Welchen noch offenen Endbetrag hat das Betreibungsamt Zürich 11 laut dem Urteil vom 27. Oktober 2003 als erhalten bestätigt?

Zu prüfender Text
---*---
Urteil vom 27. Oktober 2003
Schuldbetreibungs- und Konkurskammer

Bundesrichterin Escher, Präsidentin,
Bundesrichter Meyer, Bundesrichterin Hohl,
Gerichtsschreiber Levante.

Z. ________ AG,
Beschwerdeführerin,
handelnd durch Alfred Urech, Dörflistrasse 67, 8050 Zürich,

gegen

Obergericht des Kantons Zürich, II. Zivilkammer,
als obere kantonale Aufsichtsbehörde in Schuldbetreibungs- und Konkurssachen,
Postfach, 8023 Zürich.

Zahlung an das Betreibungsamt; Abrechnung,

SchKG-Beschwerde gegen den Beschluss des Obergerichts des Kantons Zürich, II.
Zivilkammer, als oberer kantonaler Aufsichtsbehörde in Schuldbetreibungs- und
Konkurssachen vom 12. August 2003 (NR030059/U).

Sachverhalt:

A.
Das Betreibungsamt Zürich 11 rechnete am 27. Juni 2003 die gegen die
Z.________ AG laufende Betreibung Nr. ... infolge vollständiger Bezahlung ab
und bestätigte gleichzeitig, den zuletzt noch offenen Endbetrag von Fr.
10'460.55 erhalten zu haben. Hiergegen erhob die Z.________ AG tags darauf
Beschwerde mit dem Antrag, die Schlussabrechnung sei aufzuheben und die
Betreibung neu abzurechnen. Das Bezirksgericht Zürich als untere
Aufsichtsbehörde über die Betreibungsämter wies die Beschwerde mit Beschluss
vom 8. Juli 2003 ab, soweit es darauf eintrat. Auf Beschwerde hin bestätigte
das Obergericht des Kantons Zürich, II. Zivilkammer, als obere kantonale
Aufsichtsbehörde in Schuldbetreibungs- und Konkurssachen mit Beschluss vom
12. August 2003 den erstinstanzlichen Entscheid.

B.
---*---
(Daten zu Referenzausdrücken)
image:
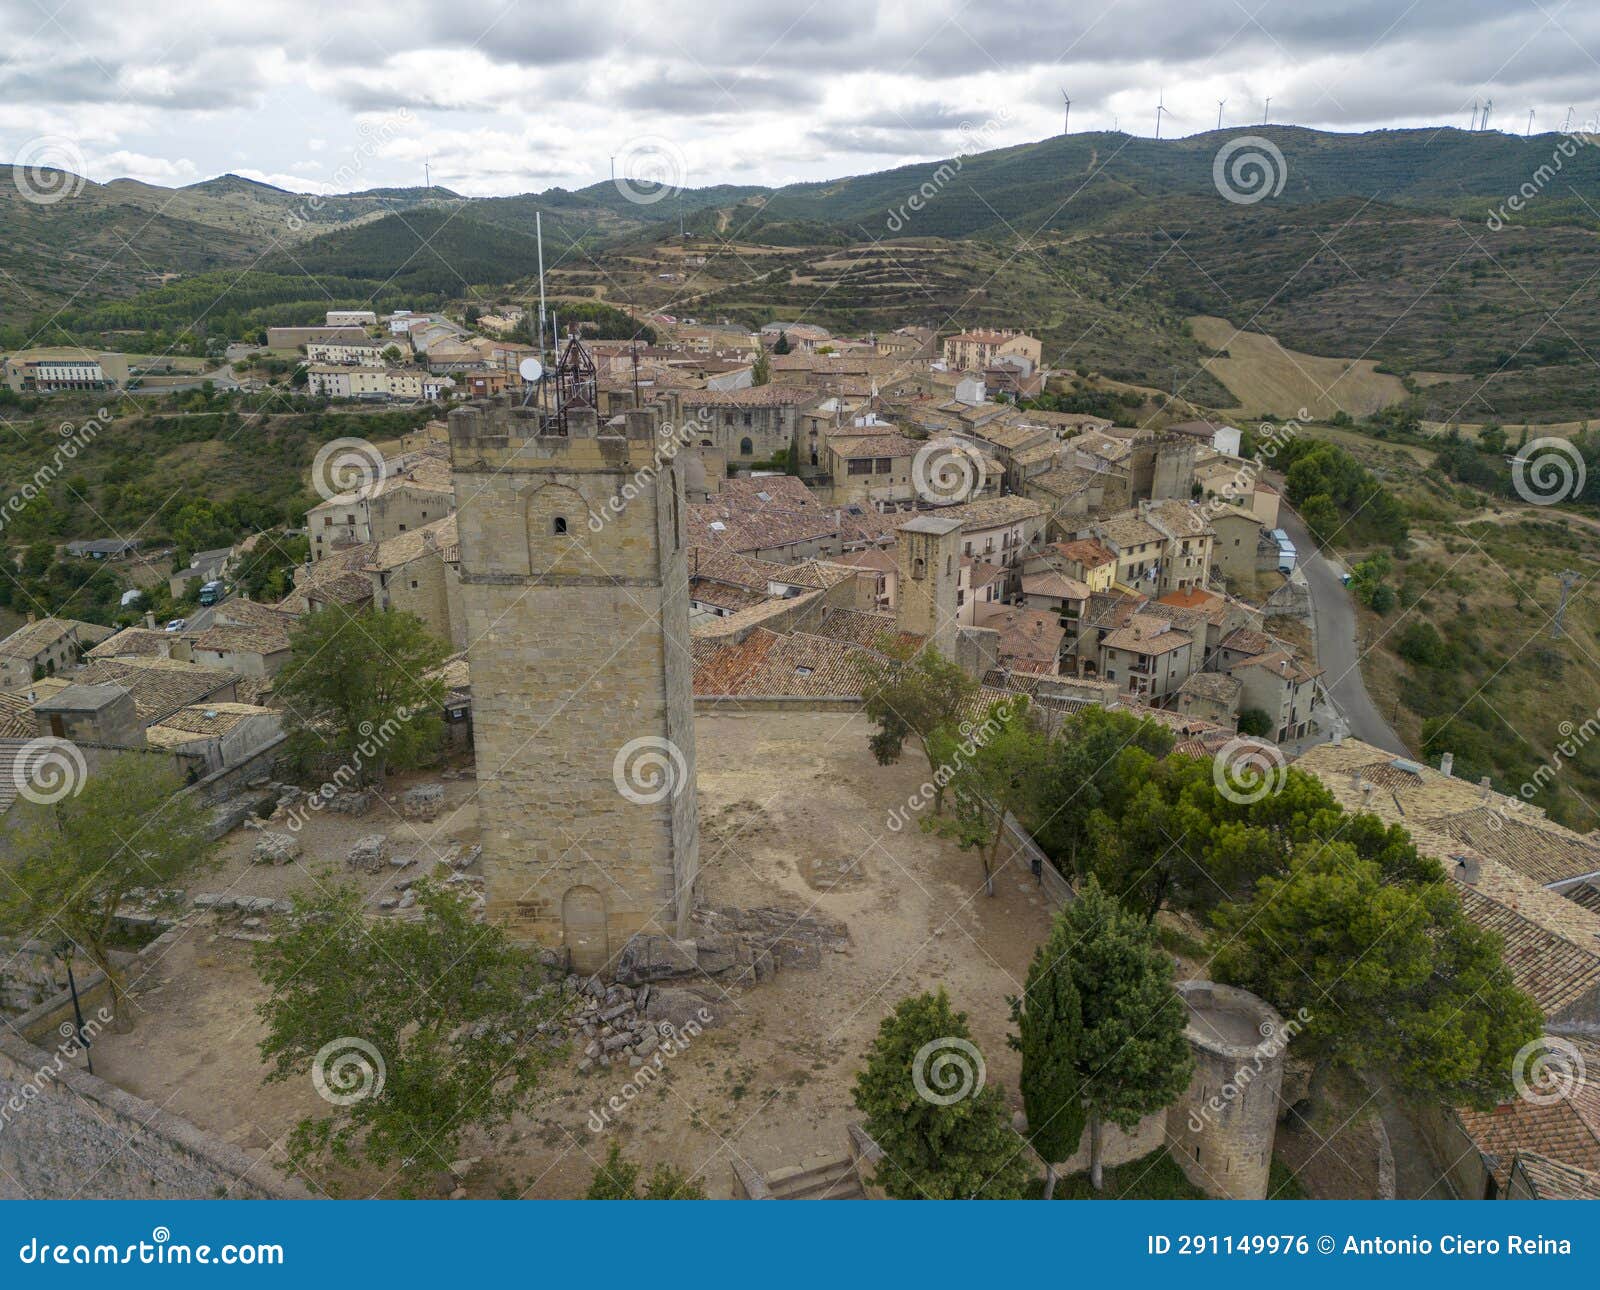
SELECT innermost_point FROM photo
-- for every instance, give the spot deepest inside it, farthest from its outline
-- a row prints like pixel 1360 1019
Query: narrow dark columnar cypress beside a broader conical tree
---*---
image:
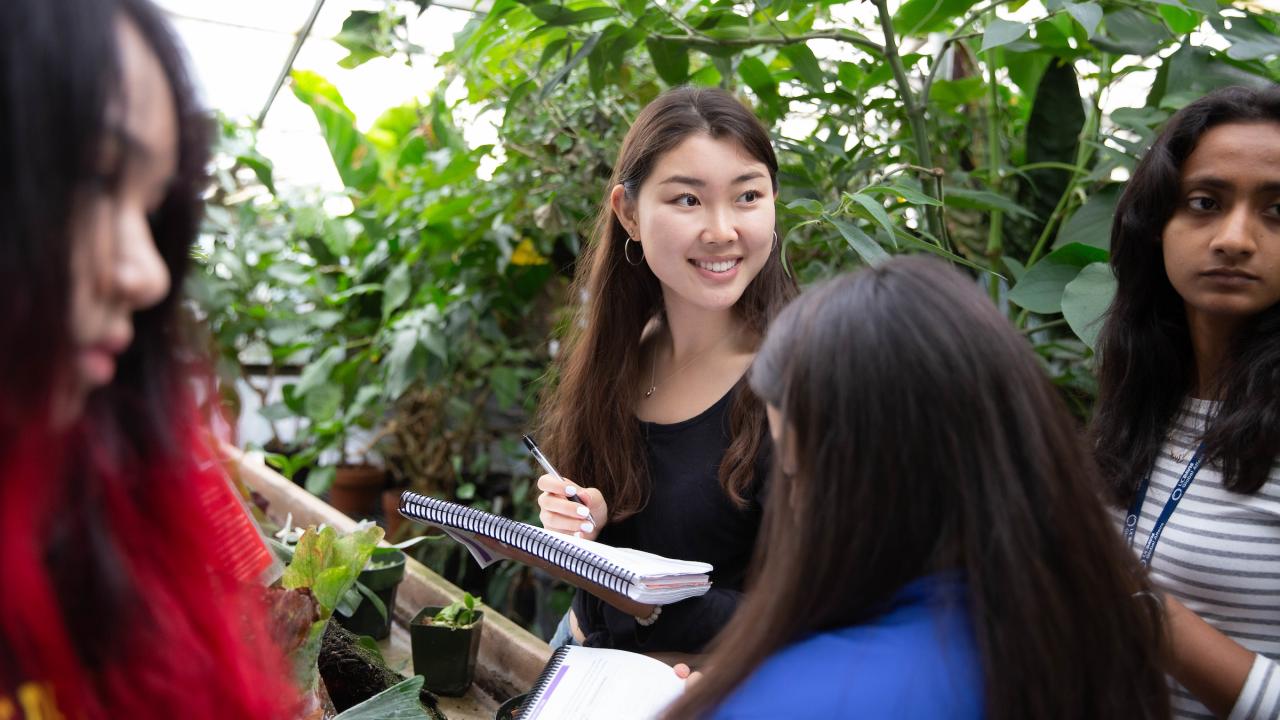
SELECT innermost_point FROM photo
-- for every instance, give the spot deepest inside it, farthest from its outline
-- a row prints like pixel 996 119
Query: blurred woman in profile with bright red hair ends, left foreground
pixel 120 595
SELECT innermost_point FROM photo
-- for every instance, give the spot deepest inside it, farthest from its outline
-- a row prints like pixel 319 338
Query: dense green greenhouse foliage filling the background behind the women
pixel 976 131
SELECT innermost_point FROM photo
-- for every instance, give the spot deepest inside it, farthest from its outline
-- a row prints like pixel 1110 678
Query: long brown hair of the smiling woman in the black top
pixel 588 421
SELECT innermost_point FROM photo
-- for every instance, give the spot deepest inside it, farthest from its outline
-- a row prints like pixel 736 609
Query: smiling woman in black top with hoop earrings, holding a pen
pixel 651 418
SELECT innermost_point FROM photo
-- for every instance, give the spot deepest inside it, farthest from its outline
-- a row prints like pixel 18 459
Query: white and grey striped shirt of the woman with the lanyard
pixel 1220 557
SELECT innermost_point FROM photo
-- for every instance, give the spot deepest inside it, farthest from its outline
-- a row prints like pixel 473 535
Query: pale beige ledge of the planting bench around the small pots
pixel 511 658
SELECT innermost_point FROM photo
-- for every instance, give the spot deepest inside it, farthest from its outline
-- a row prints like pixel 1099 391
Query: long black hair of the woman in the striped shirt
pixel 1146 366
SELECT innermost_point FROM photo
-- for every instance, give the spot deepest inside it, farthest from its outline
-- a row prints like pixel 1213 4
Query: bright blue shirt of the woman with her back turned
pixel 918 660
---*---
Gelöste Aufgabe
Fr. 10'460.55